EXERCISE BRIEF: Reproduce the entries from the start through the line containing "107), (210, 91)]", requests included. Increase every coordinate in the answers by 85.

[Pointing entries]

^^^^

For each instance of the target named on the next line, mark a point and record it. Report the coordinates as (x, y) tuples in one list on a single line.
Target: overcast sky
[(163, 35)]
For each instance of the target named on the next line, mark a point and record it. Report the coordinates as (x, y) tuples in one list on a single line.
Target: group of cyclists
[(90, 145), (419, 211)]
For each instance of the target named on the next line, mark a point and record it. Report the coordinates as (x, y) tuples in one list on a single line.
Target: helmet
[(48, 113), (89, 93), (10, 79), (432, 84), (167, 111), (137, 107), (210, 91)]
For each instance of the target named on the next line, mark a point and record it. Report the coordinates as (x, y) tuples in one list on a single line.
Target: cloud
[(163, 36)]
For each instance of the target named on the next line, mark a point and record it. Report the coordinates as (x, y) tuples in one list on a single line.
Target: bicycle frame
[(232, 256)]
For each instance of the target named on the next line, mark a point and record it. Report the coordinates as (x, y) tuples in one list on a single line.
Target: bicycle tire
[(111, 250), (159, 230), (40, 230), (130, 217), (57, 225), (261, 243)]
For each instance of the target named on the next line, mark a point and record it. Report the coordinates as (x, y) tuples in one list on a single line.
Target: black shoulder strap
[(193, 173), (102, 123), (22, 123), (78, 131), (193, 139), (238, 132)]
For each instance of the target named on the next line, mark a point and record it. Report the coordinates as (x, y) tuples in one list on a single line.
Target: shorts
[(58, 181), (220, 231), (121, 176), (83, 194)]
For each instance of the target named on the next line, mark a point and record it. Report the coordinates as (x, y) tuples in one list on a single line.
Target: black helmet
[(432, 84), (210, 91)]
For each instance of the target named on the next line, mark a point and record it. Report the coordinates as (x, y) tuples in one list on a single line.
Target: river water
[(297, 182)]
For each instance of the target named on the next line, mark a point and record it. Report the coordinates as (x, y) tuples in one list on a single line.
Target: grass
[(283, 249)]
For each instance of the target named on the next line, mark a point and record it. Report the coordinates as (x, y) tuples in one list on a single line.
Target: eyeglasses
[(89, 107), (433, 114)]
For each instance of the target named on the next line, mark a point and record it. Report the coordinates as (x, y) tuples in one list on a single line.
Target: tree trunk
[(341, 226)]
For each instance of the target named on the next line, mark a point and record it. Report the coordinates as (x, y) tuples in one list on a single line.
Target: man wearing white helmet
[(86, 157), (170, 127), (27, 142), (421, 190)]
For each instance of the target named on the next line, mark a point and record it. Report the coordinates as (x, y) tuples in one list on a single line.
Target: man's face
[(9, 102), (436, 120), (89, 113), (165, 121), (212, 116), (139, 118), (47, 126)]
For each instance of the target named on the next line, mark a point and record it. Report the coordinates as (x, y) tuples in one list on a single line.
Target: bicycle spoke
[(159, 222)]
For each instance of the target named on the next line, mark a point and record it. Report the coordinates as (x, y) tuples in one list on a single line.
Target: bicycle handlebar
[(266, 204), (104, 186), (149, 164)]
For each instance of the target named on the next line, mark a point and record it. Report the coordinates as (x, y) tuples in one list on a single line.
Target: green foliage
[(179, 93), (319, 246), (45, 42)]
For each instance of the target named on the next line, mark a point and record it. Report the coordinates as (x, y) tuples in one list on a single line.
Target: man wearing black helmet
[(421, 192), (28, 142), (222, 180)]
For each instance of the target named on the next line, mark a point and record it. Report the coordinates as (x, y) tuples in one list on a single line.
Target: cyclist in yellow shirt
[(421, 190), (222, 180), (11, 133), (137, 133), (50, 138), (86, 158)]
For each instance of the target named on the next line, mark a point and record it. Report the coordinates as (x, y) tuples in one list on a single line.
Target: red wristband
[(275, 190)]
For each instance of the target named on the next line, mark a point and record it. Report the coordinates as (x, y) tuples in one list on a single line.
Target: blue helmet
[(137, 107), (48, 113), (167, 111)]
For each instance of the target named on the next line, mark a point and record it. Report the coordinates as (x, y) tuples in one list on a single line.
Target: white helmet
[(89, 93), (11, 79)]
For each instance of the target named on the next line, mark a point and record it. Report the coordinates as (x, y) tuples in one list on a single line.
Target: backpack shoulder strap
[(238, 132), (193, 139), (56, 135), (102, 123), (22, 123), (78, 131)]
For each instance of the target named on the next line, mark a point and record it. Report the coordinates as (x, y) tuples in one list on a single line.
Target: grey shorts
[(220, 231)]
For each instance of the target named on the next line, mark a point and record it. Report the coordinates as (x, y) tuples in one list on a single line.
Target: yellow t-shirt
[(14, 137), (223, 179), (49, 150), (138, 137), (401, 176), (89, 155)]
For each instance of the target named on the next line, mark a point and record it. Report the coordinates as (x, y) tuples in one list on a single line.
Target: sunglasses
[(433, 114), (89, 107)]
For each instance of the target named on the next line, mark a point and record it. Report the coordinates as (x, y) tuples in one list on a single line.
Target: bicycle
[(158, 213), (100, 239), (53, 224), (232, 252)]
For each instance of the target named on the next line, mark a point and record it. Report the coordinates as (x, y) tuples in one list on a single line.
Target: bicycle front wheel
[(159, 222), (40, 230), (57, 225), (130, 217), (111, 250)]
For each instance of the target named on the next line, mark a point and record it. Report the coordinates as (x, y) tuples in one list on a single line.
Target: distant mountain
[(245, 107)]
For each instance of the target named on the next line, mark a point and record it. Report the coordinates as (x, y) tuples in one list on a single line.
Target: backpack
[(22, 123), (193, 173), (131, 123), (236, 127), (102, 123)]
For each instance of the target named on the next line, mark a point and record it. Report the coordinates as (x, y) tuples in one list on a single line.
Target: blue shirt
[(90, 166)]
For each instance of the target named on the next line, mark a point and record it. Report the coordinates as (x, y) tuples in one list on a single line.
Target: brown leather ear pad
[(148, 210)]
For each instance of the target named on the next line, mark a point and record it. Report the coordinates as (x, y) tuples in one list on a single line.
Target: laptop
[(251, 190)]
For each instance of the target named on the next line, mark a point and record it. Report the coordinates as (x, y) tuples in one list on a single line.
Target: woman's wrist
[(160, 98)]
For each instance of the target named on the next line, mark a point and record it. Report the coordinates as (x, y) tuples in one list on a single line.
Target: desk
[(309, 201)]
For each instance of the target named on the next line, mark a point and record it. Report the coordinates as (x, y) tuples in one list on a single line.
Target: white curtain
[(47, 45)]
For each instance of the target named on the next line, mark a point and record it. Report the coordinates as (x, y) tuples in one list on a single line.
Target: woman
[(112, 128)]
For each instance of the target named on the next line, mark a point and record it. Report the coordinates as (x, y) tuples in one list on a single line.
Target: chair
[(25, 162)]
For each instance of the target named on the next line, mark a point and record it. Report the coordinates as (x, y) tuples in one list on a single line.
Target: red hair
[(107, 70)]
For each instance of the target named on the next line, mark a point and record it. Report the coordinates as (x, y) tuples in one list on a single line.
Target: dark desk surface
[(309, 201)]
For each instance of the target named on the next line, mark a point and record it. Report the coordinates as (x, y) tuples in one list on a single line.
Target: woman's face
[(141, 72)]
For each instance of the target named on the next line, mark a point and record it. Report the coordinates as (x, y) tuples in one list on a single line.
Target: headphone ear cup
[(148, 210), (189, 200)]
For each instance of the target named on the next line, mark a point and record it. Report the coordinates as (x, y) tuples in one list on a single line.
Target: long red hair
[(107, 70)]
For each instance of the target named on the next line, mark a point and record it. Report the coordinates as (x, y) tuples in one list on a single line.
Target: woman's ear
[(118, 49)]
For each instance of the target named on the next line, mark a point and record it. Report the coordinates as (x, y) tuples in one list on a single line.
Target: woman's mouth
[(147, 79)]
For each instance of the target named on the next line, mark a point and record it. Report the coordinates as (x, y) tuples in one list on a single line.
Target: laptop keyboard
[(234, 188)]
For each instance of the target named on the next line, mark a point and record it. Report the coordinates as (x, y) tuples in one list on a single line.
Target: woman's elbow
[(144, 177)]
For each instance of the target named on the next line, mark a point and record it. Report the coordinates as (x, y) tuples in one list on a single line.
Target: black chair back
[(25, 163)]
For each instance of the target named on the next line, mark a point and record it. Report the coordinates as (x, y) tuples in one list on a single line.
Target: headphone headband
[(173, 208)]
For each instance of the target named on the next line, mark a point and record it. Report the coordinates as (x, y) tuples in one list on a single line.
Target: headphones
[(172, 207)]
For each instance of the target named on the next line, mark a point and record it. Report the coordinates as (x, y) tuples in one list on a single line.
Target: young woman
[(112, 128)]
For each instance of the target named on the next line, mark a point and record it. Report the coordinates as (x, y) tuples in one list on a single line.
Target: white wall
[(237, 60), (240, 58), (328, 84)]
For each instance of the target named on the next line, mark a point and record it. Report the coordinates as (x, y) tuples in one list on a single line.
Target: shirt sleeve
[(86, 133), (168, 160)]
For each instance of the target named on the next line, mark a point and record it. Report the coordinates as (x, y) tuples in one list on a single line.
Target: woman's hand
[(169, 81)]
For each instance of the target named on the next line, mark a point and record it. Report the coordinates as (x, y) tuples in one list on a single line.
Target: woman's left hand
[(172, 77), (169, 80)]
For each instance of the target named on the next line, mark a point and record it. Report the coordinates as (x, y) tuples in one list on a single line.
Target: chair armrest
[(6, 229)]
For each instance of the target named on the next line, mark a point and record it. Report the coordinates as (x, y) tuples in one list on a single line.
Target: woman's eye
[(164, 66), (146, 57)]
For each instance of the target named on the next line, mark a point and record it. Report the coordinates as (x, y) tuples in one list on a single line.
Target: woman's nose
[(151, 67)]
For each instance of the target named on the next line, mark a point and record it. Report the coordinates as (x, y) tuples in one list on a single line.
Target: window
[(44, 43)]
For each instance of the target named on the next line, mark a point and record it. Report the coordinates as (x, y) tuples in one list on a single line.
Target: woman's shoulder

^^^^

SOLVED PROBLEM:
For each instance of the target named on the next line, mark a point and record it. Report the coordinates as (x, y) tuples in one list on a single line.
Target: overcast sky
[(248, 120)]
For each instance of the target named on the next line, mark a point and record it. Report the coordinates as (x, y) tuples in one list on a single line.
Target: group of cyclists
[(175, 230), (504, 296)]
For each instance of the target named on the next line, mark a point and record it. Report the coordinates as (x, y) tuples in one list on a single line.
Target: helmet
[(133, 198), (174, 178), (95, 164), (517, 169), (252, 196), (222, 192), (295, 176)]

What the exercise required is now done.